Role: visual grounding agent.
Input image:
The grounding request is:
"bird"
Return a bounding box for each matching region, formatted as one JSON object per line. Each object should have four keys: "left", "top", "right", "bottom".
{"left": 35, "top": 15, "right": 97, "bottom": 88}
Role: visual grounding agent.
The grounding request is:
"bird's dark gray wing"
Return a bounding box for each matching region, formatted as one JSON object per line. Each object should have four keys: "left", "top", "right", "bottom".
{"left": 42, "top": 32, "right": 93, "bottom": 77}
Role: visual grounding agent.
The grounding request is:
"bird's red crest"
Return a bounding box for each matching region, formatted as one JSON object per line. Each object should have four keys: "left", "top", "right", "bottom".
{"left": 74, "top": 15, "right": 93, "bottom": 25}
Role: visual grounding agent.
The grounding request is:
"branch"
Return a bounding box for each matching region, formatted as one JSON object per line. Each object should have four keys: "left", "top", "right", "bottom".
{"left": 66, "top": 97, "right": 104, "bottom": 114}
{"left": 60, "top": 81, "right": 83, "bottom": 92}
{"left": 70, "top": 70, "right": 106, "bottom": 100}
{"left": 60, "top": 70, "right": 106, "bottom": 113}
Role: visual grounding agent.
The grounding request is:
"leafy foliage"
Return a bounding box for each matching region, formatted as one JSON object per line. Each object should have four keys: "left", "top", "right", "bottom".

* * *

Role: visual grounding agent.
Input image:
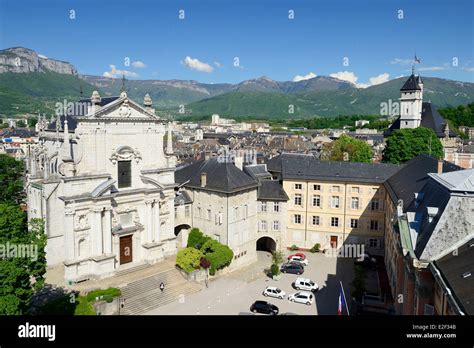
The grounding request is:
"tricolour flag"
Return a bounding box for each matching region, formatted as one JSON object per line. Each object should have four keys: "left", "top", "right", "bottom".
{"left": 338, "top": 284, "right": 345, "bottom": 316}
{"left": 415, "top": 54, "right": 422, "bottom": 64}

• **REQUIREMENT**
If a line in the material contains the word "bird", copy that line.

• **RESPONSE TO THIS TASK**
"bird"
"bird's dark gray wing"
"bird's red crest"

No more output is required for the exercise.